*SHORT EXERCISE:* Transcribe the rows between the line holding "[region] massey ferguson logo" and the line holding "[[[16,77],[32,77],[32,51],[0,51],[0,82]]]", inclusive, reproducing each line precisely.
━━ INPUT ROWS
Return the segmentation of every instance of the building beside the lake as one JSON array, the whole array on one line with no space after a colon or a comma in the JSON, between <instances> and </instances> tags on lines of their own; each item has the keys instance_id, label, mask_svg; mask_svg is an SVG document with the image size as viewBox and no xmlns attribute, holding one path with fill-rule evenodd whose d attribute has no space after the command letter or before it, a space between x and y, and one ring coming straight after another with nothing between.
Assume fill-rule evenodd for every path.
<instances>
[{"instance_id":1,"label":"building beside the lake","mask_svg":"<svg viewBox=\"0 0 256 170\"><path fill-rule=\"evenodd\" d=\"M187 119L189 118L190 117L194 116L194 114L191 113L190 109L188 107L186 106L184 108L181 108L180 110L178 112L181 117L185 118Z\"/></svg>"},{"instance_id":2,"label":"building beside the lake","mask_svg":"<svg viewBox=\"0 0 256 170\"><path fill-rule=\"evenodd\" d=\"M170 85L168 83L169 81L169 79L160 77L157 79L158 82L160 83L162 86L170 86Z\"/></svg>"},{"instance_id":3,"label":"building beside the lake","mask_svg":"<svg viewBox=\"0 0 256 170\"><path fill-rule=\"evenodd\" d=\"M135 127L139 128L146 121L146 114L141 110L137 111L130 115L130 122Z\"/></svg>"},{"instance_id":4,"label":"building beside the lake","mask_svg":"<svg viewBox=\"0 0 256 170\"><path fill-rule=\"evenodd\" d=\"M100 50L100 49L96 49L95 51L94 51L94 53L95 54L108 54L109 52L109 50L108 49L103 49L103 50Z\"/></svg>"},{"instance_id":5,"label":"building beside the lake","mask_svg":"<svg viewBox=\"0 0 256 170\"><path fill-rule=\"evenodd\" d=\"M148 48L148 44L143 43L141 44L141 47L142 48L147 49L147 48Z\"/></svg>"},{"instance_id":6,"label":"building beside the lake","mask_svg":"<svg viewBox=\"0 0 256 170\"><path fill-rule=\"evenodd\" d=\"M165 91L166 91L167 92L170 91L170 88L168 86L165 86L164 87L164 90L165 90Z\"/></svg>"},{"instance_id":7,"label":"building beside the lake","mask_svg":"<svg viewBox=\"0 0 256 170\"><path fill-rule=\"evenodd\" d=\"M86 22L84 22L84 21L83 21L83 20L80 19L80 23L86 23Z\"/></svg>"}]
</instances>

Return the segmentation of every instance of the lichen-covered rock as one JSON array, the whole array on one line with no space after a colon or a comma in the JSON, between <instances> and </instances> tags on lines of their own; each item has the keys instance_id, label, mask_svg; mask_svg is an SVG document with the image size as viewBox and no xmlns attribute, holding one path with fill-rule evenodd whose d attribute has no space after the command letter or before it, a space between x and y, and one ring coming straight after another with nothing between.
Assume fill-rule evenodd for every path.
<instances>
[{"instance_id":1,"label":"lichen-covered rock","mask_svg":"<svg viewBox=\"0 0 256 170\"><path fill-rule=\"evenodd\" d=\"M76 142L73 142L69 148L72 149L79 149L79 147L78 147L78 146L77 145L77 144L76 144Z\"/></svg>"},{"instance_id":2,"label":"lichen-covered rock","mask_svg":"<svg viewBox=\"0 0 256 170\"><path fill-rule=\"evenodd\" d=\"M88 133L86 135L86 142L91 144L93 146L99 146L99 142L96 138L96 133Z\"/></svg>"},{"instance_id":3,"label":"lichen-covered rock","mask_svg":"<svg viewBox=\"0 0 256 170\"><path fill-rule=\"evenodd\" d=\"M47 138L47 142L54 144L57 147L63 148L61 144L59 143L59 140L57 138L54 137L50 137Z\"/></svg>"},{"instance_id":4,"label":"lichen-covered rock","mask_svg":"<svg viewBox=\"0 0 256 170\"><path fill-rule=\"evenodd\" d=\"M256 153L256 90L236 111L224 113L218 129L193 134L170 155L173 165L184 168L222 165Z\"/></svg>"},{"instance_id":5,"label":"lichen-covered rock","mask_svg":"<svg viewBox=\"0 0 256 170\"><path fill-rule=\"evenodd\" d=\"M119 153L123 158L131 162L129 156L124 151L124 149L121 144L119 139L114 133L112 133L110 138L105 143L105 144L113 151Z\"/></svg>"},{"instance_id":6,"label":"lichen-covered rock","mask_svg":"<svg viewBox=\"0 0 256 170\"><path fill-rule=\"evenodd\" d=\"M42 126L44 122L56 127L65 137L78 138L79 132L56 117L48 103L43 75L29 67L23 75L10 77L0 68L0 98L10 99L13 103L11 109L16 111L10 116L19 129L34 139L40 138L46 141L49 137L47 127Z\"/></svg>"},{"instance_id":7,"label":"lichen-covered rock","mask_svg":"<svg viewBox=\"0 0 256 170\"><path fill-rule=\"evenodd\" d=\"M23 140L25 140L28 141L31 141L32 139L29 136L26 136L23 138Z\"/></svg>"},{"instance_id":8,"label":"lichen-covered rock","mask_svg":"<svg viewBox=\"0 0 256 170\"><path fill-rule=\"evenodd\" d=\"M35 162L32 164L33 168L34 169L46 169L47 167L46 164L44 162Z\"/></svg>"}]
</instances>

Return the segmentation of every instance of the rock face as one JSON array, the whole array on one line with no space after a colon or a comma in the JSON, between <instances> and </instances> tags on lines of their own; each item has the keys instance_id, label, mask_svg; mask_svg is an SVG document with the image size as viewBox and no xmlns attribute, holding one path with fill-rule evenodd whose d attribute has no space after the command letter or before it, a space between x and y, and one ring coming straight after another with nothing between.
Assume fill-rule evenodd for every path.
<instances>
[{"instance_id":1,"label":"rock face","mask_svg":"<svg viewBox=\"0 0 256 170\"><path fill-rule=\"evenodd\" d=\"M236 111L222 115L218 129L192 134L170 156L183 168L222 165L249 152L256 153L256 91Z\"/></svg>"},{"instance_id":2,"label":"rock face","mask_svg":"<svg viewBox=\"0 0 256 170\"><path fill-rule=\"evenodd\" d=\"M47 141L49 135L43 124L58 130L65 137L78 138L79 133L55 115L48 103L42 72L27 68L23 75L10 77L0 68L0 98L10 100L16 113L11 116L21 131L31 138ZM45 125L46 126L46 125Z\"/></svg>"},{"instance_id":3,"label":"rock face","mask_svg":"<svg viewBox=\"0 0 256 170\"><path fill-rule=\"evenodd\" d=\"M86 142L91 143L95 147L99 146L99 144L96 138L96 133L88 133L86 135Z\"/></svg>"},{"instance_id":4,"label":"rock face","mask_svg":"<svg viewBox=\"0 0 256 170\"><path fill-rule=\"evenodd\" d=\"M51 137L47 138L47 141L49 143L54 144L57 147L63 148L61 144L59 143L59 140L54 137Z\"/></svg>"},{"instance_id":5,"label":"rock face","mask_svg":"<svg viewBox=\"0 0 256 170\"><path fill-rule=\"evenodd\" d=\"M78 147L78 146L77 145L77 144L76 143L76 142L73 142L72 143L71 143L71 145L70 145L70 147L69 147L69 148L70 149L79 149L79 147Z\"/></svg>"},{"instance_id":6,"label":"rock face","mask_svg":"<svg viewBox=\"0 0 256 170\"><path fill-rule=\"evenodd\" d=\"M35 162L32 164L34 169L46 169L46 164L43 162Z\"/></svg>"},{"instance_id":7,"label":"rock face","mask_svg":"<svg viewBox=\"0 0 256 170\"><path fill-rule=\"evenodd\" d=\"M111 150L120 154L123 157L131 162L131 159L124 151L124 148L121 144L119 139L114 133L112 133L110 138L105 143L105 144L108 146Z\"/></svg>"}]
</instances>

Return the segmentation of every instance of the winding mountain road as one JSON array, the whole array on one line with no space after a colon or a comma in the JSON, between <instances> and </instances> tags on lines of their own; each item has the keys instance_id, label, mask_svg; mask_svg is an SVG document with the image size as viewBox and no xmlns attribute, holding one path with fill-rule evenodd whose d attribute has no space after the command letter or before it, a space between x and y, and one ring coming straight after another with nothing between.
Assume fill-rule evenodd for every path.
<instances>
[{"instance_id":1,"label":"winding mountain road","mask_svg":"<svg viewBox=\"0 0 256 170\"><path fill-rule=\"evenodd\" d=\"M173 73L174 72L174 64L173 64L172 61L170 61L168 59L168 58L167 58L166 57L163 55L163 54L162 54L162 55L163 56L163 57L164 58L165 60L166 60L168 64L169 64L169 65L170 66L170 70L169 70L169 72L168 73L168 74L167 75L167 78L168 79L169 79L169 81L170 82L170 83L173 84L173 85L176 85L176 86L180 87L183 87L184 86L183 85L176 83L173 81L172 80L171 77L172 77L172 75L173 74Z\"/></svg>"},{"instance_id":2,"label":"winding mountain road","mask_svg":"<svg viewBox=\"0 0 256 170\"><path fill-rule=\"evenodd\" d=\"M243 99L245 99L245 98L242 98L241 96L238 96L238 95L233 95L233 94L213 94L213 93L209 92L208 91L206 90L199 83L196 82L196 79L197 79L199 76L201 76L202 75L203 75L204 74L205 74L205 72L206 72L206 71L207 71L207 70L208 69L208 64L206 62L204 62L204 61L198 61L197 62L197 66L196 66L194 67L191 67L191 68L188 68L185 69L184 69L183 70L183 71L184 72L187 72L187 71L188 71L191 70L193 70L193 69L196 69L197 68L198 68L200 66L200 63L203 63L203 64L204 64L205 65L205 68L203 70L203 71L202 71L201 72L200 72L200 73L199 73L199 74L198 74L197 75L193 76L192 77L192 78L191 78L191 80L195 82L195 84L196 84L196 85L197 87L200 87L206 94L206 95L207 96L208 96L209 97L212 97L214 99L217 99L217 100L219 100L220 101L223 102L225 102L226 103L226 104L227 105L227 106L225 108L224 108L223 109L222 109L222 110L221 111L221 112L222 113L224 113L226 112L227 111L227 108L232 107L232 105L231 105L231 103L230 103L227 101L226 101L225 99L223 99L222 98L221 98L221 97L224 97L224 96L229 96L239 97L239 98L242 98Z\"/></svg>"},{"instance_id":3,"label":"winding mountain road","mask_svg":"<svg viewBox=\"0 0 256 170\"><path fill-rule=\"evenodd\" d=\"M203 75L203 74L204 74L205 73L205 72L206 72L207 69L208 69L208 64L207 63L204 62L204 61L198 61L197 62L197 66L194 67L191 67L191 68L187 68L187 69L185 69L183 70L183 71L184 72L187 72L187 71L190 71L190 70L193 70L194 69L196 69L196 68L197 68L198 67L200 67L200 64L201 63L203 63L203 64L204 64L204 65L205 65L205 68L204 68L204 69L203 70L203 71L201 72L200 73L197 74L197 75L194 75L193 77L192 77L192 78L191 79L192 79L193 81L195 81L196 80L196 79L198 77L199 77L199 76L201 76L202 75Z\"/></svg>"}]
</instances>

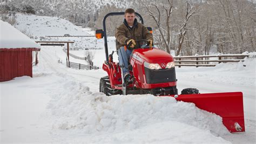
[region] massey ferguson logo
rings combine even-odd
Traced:
[[[166,66],[166,65],[165,64],[165,63],[161,63],[160,66],[161,66],[161,67],[162,67],[162,68],[165,68],[165,67]]]

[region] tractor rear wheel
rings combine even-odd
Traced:
[[[107,88],[107,87],[108,87],[107,83],[109,83],[109,76],[106,76],[100,78],[99,82],[99,92],[103,92],[107,96],[109,95],[107,95],[108,89]]]
[[[181,91],[181,95],[198,94],[199,91],[195,88],[187,88]]]

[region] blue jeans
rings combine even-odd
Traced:
[[[123,74],[124,76],[126,74],[129,74],[128,69],[128,58],[130,57],[132,54],[132,49],[126,49],[124,50],[124,47],[121,47],[118,49],[118,60],[119,61],[119,66],[123,66],[121,67],[123,70]]]

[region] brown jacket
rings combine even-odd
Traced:
[[[126,45],[126,42],[130,39],[138,40],[140,39],[151,39],[153,40],[152,34],[143,24],[137,23],[135,19],[133,26],[130,27],[125,19],[124,23],[118,26],[116,30],[117,49]]]

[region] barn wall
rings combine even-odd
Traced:
[[[16,77],[32,77],[32,51],[0,51],[0,82]]]

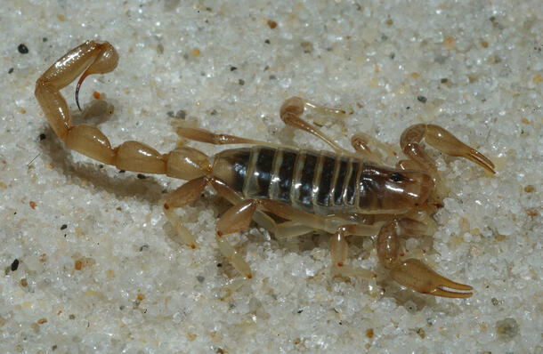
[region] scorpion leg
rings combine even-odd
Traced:
[[[224,235],[246,229],[251,222],[254,213],[258,211],[258,207],[280,217],[291,220],[291,221],[286,221],[284,224],[293,222],[294,230],[291,230],[291,235],[282,235],[283,237],[297,236],[307,233],[307,231],[312,229],[330,231],[332,228],[336,228],[334,236],[330,239],[332,271],[336,275],[344,277],[375,278],[375,274],[368,270],[345,264],[349,248],[345,237],[350,235],[375,235],[379,230],[382,222],[377,222],[374,225],[354,224],[337,227],[336,225],[339,222],[344,223],[344,220],[319,217],[274,200],[246,199],[227,210],[220,218],[217,222],[217,237],[222,240]],[[278,228],[281,225],[283,224],[278,225]],[[233,252],[233,248],[231,247],[224,253],[232,254]],[[234,253],[234,255],[236,254]]]
[[[371,270],[345,264],[349,253],[349,245],[345,237],[350,234],[349,231],[352,231],[350,229],[352,226],[355,225],[339,227],[330,237],[331,271],[335,276],[341,277],[355,277],[364,279],[376,278],[376,274]]]
[[[269,142],[255,141],[253,139],[241,138],[235,135],[228,134],[216,134],[205,129],[199,128],[178,128],[177,134],[183,138],[207,142],[214,145],[225,145],[225,144],[257,144],[257,145],[269,145]]]
[[[380,263],[388,270],[390,277],[410,289],[418,293],[434,296],[451,298],[466,298],[471,292],[453,292],[446,288],[469,291],[473,287],[448,279],[419,260],[409,258],[400,260],[400,237],[398,231],[407,232],[406,225],[399,225],[397,220],[385,224],[377,235],[377,249]]]
[[[398,156],[393,149],[365,133],[357,133],[353,135],[351,138],[351,145],[356,151],[364,155],[367,159],[377,165],[386,165],[385,163],[385,157],[396,160]],[[377,148],[378,150],[371,149],[370,145]],[[379,150],[384,152],[385,157],[384,157]]]
[[[423,139],[430,146],[447,155],[467,158],[488,172],[495,173],[494,164],[484,155],[466,145],[444,128],[425,124],[411,125],[401,133],[400,146],[410,160],[399,162],[399,167],[405,169],[417,165],[437,178],[435,164],[419,145]]]
[[[350,151],[347,151],[337,145],[337,143],[332,138],[322,133],[320,129],[301,118],[302,115],[305,111],[305,109],[312,109],[321,114],[333,115],[336,117],[342,117],[345,114],[345,111],[342,109],[320,106],[300,97],[291,97],[285,101],[281,105],[280,116],[281,120],[287,125],[290,125],[296,129],[301,129],[316,136],[328,144],[336,153],[351,155]]]

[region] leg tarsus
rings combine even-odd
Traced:
[[[268,145],[268,142],[255,141],[253,139],[241,138],[235,135],[228,134],[215,134],[215,133],[207,131],[199,128],[178,128],[177,135],[182,136],[183,138],[207,142],[214,145],[226,145],[226,144],[260,144]]]
[[[231,265],[241,274],[243,277],[250,279],[253,278],[253,273],[251,272],[251,268],[249,265],[243,260],[243,257],[236,249],[228,242],[226,237],[221,237],[217,235],[215,237],[215,240],[217,241],[217,245],[219,245],[219,250],[221,253],[231,263]]]
[[[349,151],[346,151],[343,148],[341,148],[337,143],[329,136],[325,134],[309,122],[302,119],[302,115],[304,114],[305,109],[311,109],[319,113],[327,114],[327,115],[334,115],[334,116],[343,116],[345,112],[342,109],[330,109],[324,106],[317,105],[312,101],[302,99],[300,97],[291,97],[288,100],[285,101],[281,105],[281,109],[280,110],[280,116],[281,120],[289,126],[301,129],[309,133],[312,135],[316,136],[317,138],[322,140],[324,142],[328,144],[336,152],[350,154]]]
[[[330,237],[331,273],[334,276],[361,278],[364,279],[375,278],[375,273],[369,270],[345,264],[347,255],[349,254],[349,245],[345,239],[347,234],[347,228],[340,227]]]

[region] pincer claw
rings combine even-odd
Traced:
[[[409,258],[401,261],[390,270],[390,276],[398,283],[422,294],[434,296],[465,299],[470,297],[473,287],[446,278],[421,261]],[[447,289],[459,290],[454,292]]]

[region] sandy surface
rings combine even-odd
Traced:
━━━━
*EXERCISE SOLUTION:*
[region] massey ferguson logo
rings combine even-odd
Traced:
[[[166,66],[166,65],[165,64],[165,63],[161,63],[160,66],[161,66],[161,67],[162,67],[162,68],[165,68],[165,67]]]

[region] tractor rear wheel
rings combine even-odd
Traced:
[[[107,88],[107,87],[108,87],[107,83],[109,83],[109,76],[106,76],[100,78],[99,82],[99,92],[103,92],[107,96],[109,95],[107,95],[108,89]]]
[[[181,91],[181,95],[198,94],[199,91],[195,88],[187,88]]]

[region] blue jeans
rings combine even-odd
Traced:
[[[123,74],[124,76],[126,74],[129,74],[128,69],[128,58],[130,57],[132,54],[132,49],[126,49],[124,50],[124,47],[121,47],[118,49],[118,60],[119,61],[119,66],[123,66],[121,67],[123,70]]]

[region] brown jacket
rings combine even-odd
Traced:
[[[126,45],[126,42],[130,39],[138,40],[140,39],[151,39],[153,40],[152,34],[143,24],[137,23],[135,19],[133,26],[130,27],[125,19],[124,23],[118,26],[116,30],[117,49]]]

[region] barn wall
rings combine even-odd
Traced:
[[[16,77],[32,77],[32,51],[0,51],[0,82]]]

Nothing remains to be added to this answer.